• _YOUR ASSIGNMENT_: Write out only the lines from the start of the entries up to and including the line with "target | green sign"; please skip the pictures.

[Saved entries]

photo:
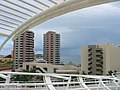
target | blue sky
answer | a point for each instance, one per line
(94, 25)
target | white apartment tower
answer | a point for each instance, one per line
(23, 49)
(51, 51)
(99, 59)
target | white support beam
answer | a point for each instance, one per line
(6, 29)
(31, 5)
(53, 1)
(7, 25)
(3, 34)
(20, 6)
(9, 22)
(15, 10)
(11, 18)
(13, 14)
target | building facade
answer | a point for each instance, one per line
(51, 52)
(44, 67)
(99, 59)
(23, 49)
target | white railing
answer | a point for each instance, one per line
(59, 82)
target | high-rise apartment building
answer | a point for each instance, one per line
(23, 49)
(99, 59)
(51, 51)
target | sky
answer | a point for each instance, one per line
(88, 26)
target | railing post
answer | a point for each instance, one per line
(68, 83)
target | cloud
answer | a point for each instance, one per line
(82, 27)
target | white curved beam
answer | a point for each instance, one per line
(54, 11)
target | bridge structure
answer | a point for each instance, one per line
(59, 82)
(17, 16)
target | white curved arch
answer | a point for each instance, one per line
(50, 11)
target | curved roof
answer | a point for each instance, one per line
(17, 16)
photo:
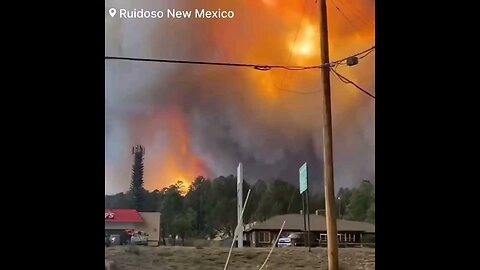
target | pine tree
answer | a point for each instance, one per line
(136, 187)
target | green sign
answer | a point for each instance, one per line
(303, 178)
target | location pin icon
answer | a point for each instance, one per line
(112, 12)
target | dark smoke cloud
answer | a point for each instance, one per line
(228, 119)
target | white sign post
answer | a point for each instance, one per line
(239, 205)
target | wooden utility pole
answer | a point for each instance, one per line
(327, 144)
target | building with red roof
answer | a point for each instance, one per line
(118, 220)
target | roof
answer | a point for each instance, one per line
(122, 215)
(294, 222)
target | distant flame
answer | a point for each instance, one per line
(175, 161)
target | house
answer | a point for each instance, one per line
(261, 234)
(118, 220)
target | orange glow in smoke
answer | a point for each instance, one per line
(305, 44)
(264, 33)
(176, 160)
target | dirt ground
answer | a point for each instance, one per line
(135, 257)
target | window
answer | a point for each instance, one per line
(264, 237)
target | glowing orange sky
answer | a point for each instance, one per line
(275, 32)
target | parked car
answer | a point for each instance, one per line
(284, 242)
(139, 238)
(300, 238)
(107, 240)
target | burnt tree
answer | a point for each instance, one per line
(136, 187)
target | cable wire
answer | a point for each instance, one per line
(345, 80)
(255, 66)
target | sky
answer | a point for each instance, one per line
(203, 120)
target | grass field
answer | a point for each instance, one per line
(135, 257)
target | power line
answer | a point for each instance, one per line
(255, 66)
(345, 80)
(366, 52)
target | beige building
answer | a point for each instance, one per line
(117, 220)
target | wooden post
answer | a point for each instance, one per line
(328, 143)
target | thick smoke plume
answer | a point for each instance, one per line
(203, 120)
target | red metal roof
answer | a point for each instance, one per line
(122, 215)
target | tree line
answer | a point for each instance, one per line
(208, 207)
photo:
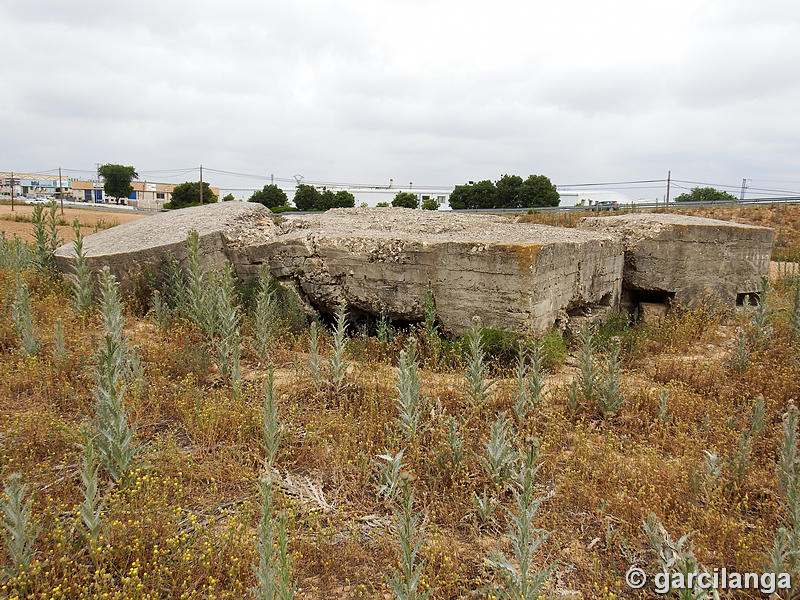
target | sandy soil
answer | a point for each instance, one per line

• _ANSWER BOX_:
photo:
target | blue sky
answer | a point for each instance, one per line
(94, 25)
target | white apartment tower
answer | a point for each instance, one per line
(23, 49)
(51, 51)
(99, 59)
target | white support beam
answer | a point for each instance, one per line
(6, 29)
(31, 5)
(53, 1)
(7, 25)
(3, 34)
(20, 6)
(9, 22)
(15, 10)
(11, 18)
(13, 14)
target | building facade
answer | a point for each instance, one per line
(51, 52)
(44, 67)
(99, 59)
(23, 49)
target | white railing
answer | a point for each instance, one per line
(59, 82)
target | high-rise apartment building
answer | a point for each instance, one per line
(23, 49)
(99, 59)
(51, 51)
target | sky
answer | a point for each instance, one per line
(88, 26)
target | railing post
answer | a point for each instance, one per line
(68, 83)
target | cloud
answer | a point for each instance, one per line
(82, 27)
target | white curved beam
answer | a point for each instance, one per line
(54, 11)
target | bridge structure
answer | a point for each instance, one per line
(59, 82)
(17, 16)
target | white curved arch
answer | a point for each instance, one per line
(50, 11)
target | curved roof
answer | a point for each instance, one per line
(17, 16)
photo:
target | pine tree
answer | a point for each instance, one per line
(136, 187)
target | green sign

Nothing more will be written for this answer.